### DATA FOR THIS EXERCISE
+++

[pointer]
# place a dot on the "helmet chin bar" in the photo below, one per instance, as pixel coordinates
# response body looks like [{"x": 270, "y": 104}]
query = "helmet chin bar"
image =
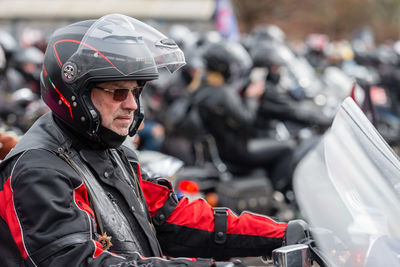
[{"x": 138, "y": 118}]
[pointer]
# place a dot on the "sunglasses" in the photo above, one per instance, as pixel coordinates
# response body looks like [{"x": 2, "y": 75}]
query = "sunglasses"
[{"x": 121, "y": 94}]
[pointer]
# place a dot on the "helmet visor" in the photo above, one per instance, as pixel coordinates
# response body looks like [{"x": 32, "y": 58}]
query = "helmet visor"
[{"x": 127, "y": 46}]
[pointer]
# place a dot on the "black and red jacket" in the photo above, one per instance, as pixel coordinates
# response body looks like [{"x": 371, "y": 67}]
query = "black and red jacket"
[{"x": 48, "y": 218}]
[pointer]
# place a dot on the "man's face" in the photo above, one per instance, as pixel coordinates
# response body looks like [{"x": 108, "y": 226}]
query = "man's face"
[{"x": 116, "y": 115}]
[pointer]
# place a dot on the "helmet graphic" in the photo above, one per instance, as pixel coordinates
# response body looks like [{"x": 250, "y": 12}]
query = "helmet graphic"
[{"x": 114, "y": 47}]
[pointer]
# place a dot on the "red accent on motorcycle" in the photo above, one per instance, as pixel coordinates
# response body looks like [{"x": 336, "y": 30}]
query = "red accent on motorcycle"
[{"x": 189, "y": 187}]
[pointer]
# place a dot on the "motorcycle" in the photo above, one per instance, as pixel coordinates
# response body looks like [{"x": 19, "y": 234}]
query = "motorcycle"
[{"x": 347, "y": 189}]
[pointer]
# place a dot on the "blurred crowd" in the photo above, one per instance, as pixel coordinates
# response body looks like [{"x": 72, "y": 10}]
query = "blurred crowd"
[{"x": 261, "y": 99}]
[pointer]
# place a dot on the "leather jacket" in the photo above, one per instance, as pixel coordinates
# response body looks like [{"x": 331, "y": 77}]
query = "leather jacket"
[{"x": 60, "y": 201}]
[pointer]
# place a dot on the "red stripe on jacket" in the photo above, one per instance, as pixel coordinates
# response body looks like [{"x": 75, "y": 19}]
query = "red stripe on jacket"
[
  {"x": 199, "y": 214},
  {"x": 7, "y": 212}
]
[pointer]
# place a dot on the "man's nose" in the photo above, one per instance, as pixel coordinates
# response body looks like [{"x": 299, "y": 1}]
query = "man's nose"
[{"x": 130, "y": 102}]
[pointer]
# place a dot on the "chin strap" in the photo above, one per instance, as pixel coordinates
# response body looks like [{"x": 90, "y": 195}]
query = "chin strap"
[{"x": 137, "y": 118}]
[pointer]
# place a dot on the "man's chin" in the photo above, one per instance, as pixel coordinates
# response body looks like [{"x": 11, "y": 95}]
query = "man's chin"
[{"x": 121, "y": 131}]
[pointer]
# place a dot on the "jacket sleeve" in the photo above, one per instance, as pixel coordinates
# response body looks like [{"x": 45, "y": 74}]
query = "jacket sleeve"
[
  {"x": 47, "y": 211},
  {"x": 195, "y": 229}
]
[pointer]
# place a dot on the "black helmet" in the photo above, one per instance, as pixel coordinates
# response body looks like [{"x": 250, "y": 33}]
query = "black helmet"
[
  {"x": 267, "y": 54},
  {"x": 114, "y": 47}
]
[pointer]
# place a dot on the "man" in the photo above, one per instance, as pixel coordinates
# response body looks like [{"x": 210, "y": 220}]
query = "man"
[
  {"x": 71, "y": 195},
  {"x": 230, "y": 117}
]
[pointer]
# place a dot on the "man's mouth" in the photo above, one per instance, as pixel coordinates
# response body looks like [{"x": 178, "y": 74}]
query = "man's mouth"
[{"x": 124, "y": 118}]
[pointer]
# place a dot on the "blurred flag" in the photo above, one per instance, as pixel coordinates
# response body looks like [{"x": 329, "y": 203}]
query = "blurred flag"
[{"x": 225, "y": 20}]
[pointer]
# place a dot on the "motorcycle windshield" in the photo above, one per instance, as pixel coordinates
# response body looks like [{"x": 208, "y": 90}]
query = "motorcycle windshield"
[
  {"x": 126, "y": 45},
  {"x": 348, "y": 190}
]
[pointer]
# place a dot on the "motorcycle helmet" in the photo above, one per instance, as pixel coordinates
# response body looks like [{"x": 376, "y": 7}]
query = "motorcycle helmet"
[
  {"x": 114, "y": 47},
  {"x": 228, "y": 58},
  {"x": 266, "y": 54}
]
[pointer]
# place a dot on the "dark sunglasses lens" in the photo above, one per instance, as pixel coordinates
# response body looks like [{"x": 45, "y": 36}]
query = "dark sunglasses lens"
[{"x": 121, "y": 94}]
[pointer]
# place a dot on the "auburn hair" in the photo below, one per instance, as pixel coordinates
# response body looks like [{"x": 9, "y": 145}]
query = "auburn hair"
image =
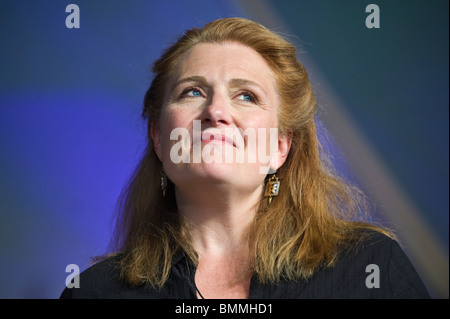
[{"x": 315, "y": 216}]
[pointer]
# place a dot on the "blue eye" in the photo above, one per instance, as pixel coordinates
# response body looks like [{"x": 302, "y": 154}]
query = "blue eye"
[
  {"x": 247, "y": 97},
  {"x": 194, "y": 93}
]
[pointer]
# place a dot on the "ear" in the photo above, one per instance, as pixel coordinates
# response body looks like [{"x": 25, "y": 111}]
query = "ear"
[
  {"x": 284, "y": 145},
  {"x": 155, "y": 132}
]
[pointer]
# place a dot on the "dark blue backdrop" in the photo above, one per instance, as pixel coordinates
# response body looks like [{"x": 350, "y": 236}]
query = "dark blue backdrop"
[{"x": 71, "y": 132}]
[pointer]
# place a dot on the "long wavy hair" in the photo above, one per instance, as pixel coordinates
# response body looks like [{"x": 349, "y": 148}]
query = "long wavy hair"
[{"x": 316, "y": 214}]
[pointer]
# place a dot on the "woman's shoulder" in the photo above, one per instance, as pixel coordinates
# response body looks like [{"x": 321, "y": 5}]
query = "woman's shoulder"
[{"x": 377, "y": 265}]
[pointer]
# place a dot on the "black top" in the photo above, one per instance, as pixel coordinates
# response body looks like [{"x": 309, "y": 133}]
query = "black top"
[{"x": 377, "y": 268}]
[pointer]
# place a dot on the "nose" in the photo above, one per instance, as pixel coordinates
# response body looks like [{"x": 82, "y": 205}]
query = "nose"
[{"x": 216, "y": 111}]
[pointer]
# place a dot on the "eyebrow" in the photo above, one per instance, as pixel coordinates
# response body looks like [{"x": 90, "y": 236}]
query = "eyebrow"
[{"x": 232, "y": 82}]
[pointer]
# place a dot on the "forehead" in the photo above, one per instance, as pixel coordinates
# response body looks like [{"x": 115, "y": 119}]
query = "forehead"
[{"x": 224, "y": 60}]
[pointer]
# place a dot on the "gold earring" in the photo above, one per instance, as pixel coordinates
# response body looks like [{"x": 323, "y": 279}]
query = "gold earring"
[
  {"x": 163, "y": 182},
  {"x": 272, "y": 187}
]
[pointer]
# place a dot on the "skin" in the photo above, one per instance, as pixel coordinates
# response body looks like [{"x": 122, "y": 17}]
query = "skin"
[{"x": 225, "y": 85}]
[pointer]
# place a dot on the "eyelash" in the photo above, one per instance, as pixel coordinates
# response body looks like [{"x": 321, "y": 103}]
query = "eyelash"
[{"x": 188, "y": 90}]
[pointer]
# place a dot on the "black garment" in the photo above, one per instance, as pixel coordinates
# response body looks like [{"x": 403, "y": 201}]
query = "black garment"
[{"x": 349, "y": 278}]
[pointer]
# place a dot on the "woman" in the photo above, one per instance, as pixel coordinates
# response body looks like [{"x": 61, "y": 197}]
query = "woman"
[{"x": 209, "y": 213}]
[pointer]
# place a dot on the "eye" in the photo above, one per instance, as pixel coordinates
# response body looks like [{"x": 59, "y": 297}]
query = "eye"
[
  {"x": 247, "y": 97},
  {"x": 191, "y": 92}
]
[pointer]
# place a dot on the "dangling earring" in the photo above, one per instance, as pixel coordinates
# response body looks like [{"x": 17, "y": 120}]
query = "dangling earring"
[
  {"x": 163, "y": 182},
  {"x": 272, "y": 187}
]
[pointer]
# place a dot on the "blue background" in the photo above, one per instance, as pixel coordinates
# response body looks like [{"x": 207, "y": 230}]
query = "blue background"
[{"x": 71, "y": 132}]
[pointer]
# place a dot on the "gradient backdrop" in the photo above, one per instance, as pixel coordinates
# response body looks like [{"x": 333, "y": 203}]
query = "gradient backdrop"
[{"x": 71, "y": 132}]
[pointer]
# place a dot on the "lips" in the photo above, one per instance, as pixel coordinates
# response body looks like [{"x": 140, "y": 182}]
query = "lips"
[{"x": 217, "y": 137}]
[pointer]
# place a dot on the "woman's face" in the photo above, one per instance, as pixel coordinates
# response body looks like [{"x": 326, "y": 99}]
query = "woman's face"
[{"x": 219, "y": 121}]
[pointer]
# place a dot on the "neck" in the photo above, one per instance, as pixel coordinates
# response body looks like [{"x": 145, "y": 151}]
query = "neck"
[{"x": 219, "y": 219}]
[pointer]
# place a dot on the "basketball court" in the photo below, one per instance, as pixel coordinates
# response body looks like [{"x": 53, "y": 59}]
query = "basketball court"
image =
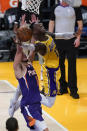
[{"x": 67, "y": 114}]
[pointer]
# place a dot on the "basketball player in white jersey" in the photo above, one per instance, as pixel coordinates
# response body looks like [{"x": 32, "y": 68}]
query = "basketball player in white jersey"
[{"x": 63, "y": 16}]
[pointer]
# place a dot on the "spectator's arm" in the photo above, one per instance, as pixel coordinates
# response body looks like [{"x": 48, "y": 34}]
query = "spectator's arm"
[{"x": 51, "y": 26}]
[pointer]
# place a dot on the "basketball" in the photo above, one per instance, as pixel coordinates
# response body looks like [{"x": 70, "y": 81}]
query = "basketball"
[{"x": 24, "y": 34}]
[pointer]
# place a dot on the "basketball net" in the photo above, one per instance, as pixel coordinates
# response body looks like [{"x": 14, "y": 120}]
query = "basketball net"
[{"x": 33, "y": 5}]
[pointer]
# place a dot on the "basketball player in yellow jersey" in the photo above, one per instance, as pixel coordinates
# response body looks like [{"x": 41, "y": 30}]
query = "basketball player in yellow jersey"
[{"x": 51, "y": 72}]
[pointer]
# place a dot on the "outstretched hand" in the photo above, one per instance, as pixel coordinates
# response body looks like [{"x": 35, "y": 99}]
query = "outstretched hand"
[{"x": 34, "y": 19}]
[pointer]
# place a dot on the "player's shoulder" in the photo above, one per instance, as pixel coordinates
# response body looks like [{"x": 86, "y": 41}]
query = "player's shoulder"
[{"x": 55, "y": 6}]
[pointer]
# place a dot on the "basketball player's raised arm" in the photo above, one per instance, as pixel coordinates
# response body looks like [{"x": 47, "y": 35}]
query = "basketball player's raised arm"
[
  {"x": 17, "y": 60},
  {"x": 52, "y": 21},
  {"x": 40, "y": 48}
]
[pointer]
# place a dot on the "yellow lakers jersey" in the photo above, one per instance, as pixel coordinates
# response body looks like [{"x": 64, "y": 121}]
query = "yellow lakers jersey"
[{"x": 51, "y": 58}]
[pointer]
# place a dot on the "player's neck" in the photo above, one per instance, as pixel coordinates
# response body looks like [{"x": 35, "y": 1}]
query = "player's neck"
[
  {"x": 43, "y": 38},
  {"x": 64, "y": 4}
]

+++

### THE REQUEST
Report each line of the items above that contains the string "shoulder", copying every such line in full.

### THE RESULT
# place a dot on the "woman's shoulder" in the photo above, one per instance, as pixel coordinates
query = "woman's shoulder"
# place a dot on the "player's shoulder" in the photo above, one per instance, as pixel coordinates
query = "player's shoulder"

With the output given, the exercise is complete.